Dataset excerpts:
════════════════
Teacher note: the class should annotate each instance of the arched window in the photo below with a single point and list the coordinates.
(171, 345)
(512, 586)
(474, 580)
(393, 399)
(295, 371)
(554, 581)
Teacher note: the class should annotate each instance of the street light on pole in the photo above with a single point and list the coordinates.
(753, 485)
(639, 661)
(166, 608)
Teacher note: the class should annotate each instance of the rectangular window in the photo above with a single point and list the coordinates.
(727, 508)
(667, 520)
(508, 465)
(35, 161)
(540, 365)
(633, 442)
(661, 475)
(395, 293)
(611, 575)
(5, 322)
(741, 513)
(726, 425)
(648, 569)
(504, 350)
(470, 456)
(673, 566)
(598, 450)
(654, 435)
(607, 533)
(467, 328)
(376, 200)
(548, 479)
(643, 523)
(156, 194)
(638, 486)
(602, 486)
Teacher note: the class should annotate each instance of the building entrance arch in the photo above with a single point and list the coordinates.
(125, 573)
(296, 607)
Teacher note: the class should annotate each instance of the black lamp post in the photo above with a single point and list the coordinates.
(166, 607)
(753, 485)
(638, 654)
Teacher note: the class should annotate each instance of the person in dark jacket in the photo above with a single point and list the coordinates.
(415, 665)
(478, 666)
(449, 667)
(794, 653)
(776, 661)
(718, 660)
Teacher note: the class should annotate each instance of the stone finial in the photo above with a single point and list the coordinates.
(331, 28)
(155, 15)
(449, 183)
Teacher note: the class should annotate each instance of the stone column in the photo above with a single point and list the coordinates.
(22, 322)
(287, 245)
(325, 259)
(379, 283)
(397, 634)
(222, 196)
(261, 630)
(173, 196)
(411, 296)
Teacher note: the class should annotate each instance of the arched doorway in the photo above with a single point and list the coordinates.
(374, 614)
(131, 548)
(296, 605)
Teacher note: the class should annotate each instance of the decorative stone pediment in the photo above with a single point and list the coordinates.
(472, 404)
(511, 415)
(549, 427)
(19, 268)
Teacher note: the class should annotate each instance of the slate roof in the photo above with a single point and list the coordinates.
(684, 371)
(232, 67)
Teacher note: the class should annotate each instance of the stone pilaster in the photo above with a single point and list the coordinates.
════════════════
* Task details: Output every record above, exactly as written.

* Reply:
Teacher note: the class should annotate each instance of the arched window in the photo below with a single point and list the coordinates.
(171, 345)
(512, 586)
(474, 580)
(393, 399)
(295, 371)
(554, 581)
Teacher note: the class should annotate each instance of the street light on pole in the photo above with a single point and list the coordinates.
(753, 485)
(639, 661)
(166, 608)
Teacher note: the class should annotate each instance of the rectangular window in the photo above with a single point and list the coordinates.
(727, 508)
(667, 520)
(508, 465)
(35, 161)
(540, 365)
(633, 442)
(661, 475)
(395, 293)
(611, 575)
(5, 322)
(741, 513)
(726, 425)
(648, 569)
(504, 350)
(470, 456)
(673, 566)
(598, 450)
(654, 435)
(607, 533)
(467, 328)
(376, 200)
(548, 479)
(643, 523)
(156, 194)
(638, 486)
(602, 486)
Teacher note: the class should annotate each instance of the building entrance arch in the photo above with a single point and list the coordinates.
(125, 573)
(296, 607)
Teacher note: the class should annotate each instance of the black lamp post in the photo above with a single point and list the coordinates.
(166, 607)
(753, 485)
(638, 654)
Teacher note: the class should annotate each instance of the person in dark jacket in the photo above with a single point and list the coordinates.
(415, 665)
(478, 666)
(449, 667)
(794, 653)
(776, 661)
(718, 660)
Teacher note: the class should annotate each instance of the stone finial in the photo above with a single point and list the coordinates.
(331, 28)
(155, 15)
(449, 183)
Teacher note: the class should annotate each instance of the stone column in the photo above with a single point and list the coordinates.
(22, 322)
(287, 245)
(325, 259)
(379, 283)
(397, 634)
(222, 196)
(261, 630)
(173, 196)
(411, 296)
Teacher note: the class should annotate each instance of the arched doorway in the photo above with a single point and list the coordinates.
(374, 614)
(131, 548)
(296, 605)
Teacher note: the class should annotate each instance of the decorative stone pediment in the photo above with a single point and list the coordinates.
(472, 404)
(511, 415)
(549, 427)
(19, 268)
Teacher note: the class should annotate each instance of the slate roof in the photo above with a single point and list the coordinates.
(684, 371)
(232, 67)
Teacher note: the class should annotate each instance of the stone pilaster in the photo above with a single point and list the coordinates.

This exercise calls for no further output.